◆ Краткое задание 1: Выпишите из записей все строки, где встречается слово «yellow». Регистр букв учитывается.

◆ Приведённый отрывок:
Читаем Почетный гражданин Москвы полностью

Лев Николаевич считал картину «эпохой в христианском, т. е. в нашем истинном искусстве». А Павел Михайлович, во-первых, не считал подлинным искусством — «христианское», во-вторых, не понял картины, в-третьих, у него были свои причины не покупать ее. Ответ Третьякова полон благородства и уважения: «Глубокочтимый и глубоколюбимый Лев Николаевич! Письмо Ваше доставило мне сердечное удовольствие. Так говорить можно только тому, кого любишь, не беря в расчет, будет ли это приятно, — и вот это-то мне и дорого очень. Я знаю наверное, что картину снимут с выставки и не позволят ее показывать где бы то ни было, следовательно, приобретение ее в настоящее время было бесполезно. Если выставить в галерее, велят убрать, да еще наживешь надзор и вмешательство, чего, слава богу, пока нет, и я дорожу этим…»

Вот, оказывается, какая еще постоянная забота у Третьякова: не нажить бы надзора, который может погубить все дело. И материальная и моральная ответственность за галерею — все на его плечах. Что же касается конкретно картины Ге, то Павел Михайлович не может пока понять, кто из них ошибается.

[Записи для определения положения]
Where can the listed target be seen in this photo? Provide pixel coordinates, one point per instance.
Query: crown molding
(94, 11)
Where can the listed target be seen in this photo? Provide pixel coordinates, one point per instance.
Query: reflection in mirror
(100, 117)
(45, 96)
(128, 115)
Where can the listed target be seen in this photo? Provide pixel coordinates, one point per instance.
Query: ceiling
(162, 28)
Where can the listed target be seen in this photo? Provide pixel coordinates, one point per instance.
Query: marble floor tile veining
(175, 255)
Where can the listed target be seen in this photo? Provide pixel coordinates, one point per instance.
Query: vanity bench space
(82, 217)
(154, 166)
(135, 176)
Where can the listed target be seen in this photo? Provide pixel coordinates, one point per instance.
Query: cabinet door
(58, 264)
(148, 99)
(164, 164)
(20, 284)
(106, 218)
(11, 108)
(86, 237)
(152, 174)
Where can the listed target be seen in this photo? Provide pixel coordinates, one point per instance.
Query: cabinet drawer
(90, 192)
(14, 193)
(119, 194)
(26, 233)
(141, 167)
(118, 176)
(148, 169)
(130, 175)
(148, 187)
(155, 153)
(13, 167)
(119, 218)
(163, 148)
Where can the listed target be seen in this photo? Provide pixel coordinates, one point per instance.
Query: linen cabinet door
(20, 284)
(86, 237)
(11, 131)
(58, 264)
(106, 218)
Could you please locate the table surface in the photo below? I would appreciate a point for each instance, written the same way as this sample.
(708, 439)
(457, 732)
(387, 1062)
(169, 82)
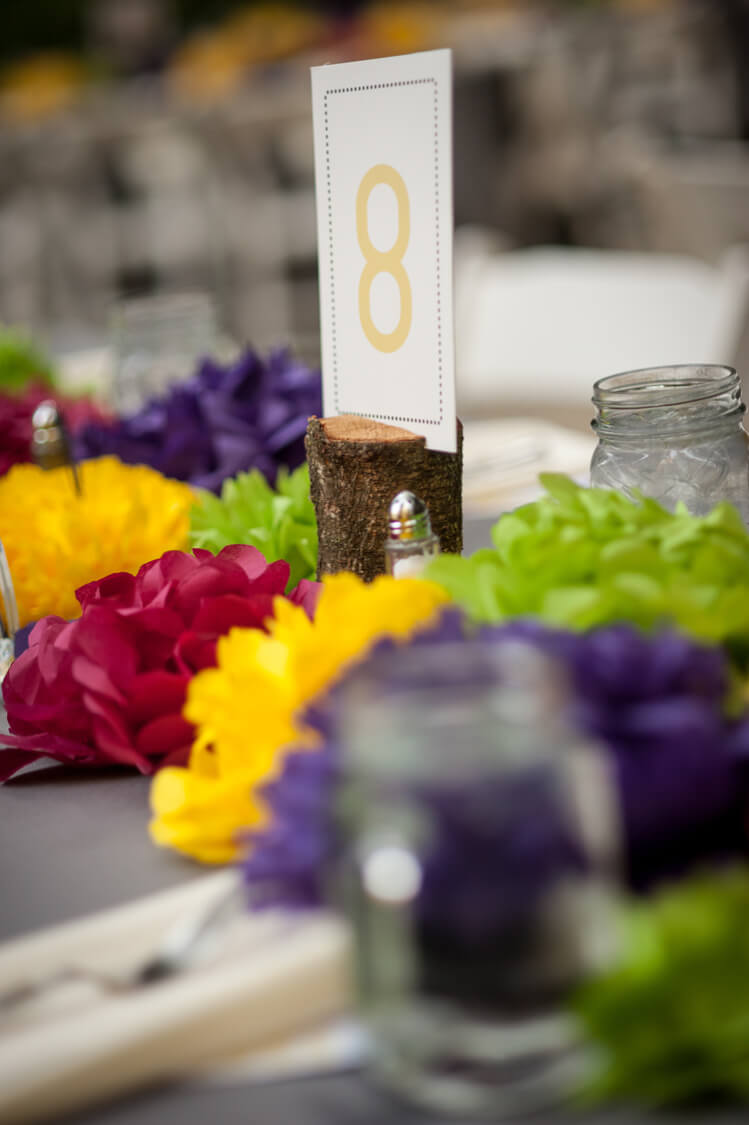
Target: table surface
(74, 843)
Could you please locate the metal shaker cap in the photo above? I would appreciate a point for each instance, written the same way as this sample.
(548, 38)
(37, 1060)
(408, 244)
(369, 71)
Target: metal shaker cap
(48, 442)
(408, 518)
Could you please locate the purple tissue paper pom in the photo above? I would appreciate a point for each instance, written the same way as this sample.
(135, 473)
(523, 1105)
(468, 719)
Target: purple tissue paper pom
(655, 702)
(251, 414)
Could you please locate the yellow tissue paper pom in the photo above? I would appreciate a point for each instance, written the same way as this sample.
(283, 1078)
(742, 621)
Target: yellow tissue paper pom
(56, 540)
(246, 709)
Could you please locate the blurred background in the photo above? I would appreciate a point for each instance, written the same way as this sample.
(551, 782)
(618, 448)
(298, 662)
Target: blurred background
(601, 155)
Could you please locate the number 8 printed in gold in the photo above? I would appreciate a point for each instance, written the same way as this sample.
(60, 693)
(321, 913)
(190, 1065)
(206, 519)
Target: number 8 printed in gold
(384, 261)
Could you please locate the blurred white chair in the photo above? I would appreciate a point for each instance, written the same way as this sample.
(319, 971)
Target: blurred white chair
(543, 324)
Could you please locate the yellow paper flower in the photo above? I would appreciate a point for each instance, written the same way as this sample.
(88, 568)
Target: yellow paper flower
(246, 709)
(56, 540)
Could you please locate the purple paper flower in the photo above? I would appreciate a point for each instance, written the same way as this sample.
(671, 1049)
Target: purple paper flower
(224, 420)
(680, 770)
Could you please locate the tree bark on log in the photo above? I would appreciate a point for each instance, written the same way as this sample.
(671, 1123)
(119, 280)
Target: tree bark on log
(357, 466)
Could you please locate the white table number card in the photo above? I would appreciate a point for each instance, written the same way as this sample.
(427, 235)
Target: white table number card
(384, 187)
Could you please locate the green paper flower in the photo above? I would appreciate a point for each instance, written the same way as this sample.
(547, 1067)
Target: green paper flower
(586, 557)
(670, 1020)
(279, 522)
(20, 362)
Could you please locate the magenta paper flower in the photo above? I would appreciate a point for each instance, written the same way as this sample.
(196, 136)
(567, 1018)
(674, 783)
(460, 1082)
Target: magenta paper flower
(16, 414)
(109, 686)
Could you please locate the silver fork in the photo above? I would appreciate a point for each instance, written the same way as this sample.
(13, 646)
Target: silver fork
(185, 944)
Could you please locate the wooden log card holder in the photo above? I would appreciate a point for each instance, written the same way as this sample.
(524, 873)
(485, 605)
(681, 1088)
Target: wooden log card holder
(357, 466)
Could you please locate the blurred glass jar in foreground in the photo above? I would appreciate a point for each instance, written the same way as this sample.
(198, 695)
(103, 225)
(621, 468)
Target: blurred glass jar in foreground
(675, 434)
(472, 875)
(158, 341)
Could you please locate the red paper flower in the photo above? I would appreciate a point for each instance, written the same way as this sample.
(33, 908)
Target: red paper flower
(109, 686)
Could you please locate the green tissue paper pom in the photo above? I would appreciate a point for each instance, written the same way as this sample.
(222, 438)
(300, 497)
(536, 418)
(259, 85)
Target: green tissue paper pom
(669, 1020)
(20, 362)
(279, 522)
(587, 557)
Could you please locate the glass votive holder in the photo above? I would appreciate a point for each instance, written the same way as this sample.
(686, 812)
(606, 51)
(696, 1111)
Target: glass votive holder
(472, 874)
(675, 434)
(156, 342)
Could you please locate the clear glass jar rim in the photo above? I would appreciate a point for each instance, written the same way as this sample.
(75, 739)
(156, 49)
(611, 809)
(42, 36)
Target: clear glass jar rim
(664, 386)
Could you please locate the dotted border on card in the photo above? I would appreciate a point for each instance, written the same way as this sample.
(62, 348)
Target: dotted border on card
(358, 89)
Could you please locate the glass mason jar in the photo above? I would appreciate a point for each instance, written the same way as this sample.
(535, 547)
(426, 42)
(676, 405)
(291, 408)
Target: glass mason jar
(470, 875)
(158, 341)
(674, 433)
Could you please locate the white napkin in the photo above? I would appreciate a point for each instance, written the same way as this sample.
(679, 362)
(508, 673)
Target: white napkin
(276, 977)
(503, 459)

==

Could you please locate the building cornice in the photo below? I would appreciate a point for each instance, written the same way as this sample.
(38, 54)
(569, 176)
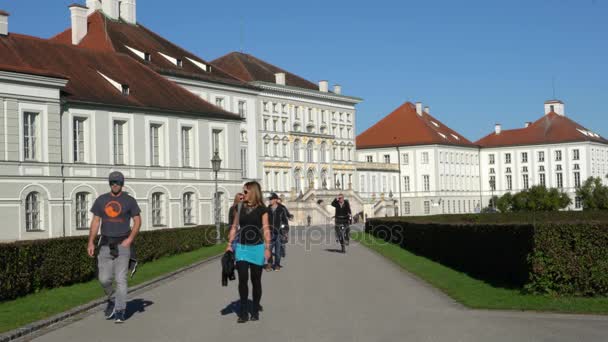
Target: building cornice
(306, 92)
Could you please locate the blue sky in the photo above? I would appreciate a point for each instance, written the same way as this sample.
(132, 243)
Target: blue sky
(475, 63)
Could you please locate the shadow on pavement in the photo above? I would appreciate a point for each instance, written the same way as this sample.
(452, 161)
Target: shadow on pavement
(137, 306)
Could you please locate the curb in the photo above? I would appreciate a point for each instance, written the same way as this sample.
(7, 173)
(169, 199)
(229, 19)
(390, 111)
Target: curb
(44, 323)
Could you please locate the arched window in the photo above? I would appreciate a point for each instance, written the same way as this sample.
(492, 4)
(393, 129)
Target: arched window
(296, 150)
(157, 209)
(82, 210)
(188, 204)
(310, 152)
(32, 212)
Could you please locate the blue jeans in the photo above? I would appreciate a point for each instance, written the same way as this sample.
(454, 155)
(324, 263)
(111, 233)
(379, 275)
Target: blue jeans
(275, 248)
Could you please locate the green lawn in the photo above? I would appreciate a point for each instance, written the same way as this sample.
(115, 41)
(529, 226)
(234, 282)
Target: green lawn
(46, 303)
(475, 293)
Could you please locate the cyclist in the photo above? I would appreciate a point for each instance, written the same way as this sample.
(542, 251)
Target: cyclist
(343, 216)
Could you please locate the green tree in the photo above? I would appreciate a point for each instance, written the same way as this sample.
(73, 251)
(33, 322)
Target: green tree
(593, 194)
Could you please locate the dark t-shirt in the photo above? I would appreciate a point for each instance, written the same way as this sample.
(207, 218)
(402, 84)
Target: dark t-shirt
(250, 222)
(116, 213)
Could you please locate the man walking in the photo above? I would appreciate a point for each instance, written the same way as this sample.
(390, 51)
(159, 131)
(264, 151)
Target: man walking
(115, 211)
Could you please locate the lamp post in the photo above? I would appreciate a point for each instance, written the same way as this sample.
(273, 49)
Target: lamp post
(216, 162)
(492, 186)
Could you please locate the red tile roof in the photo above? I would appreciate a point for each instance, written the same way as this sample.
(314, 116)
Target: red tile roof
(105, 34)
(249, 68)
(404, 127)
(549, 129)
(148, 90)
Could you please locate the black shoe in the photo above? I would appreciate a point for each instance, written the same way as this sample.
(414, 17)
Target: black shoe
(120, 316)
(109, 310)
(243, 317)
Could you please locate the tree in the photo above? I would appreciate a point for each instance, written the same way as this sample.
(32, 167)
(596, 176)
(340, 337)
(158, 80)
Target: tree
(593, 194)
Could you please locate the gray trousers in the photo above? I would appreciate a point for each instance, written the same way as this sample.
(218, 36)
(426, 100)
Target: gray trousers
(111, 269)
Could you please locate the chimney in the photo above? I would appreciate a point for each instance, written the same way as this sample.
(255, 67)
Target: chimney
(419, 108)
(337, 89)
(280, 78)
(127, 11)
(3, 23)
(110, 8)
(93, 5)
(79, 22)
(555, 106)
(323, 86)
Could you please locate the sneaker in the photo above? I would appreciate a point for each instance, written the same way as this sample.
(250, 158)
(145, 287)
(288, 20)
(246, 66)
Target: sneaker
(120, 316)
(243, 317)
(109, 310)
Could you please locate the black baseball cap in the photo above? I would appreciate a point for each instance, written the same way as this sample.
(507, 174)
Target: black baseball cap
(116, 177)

==

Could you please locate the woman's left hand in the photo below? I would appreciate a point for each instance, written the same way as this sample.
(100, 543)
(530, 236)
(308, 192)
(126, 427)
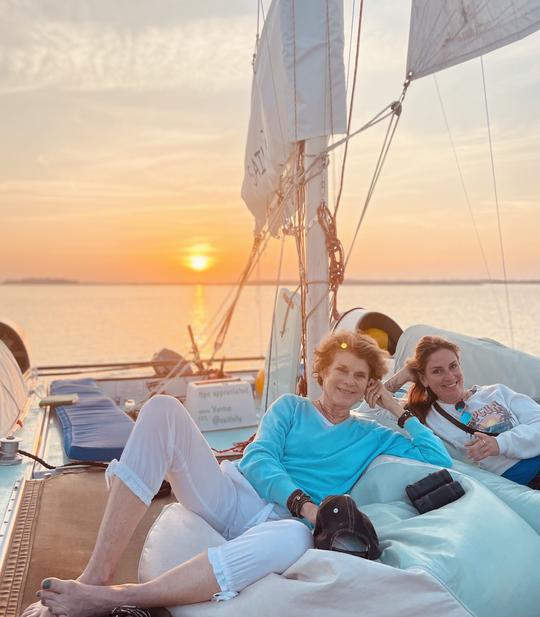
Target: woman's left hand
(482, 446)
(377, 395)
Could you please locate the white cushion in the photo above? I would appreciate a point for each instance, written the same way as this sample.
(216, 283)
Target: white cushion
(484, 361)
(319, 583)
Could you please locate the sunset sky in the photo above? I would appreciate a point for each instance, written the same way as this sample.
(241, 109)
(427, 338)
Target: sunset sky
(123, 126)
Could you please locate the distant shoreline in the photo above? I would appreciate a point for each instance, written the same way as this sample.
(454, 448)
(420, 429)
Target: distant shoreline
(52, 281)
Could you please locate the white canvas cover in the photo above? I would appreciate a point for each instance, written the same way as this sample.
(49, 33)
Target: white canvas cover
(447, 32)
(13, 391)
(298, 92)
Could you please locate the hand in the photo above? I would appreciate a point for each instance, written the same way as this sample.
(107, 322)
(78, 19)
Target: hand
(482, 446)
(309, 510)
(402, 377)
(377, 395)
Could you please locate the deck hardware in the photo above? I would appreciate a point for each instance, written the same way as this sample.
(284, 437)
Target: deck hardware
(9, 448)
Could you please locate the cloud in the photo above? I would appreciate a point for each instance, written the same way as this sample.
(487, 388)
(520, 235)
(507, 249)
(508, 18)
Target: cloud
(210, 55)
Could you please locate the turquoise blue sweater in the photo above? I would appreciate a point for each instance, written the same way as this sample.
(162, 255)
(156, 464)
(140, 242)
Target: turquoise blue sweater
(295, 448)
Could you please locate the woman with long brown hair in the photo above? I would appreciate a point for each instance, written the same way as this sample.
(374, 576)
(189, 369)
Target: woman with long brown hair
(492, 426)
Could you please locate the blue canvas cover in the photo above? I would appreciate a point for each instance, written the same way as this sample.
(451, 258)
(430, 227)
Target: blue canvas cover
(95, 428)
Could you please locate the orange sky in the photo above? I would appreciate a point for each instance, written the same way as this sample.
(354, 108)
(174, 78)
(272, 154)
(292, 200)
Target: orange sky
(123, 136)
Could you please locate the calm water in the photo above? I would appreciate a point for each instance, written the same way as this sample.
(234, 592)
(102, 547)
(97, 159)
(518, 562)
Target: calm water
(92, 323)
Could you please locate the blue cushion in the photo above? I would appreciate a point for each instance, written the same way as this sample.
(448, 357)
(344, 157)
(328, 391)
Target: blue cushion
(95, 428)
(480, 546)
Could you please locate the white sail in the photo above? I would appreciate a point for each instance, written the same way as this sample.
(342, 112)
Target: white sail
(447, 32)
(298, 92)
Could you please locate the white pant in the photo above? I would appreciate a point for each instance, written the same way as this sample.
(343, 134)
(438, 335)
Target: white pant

◆ Краткое задание 2: Кратко перескажите в виде списка абзац отрывка о Третьякове, начинающийся словами «Вот, оказывается, какая еще постоянная забота», сохранив его основные факты.

◆ Письменный ответ 1:
Could you please locate the yellow tissue paper pom in the photo above? I would appreciate a point for each instance, written the same way as this sample.
Target: yellow tissue paper pom
Could you please locate the yellow paper flower in the photo above? I would appreciate a point for each instance, written the same way as this sample.
Target: yellow paper flower

◆ Письменный ответ 2:
- Постоянная забота Третьякова — не навлечь на себя надзор, который может погубить всё дело.
- Вся материальная и моральная ответственность за галерею лежит на нём.
- Относительно картины Ге Павел Михайлович пока не может понять, кто из них ошибается.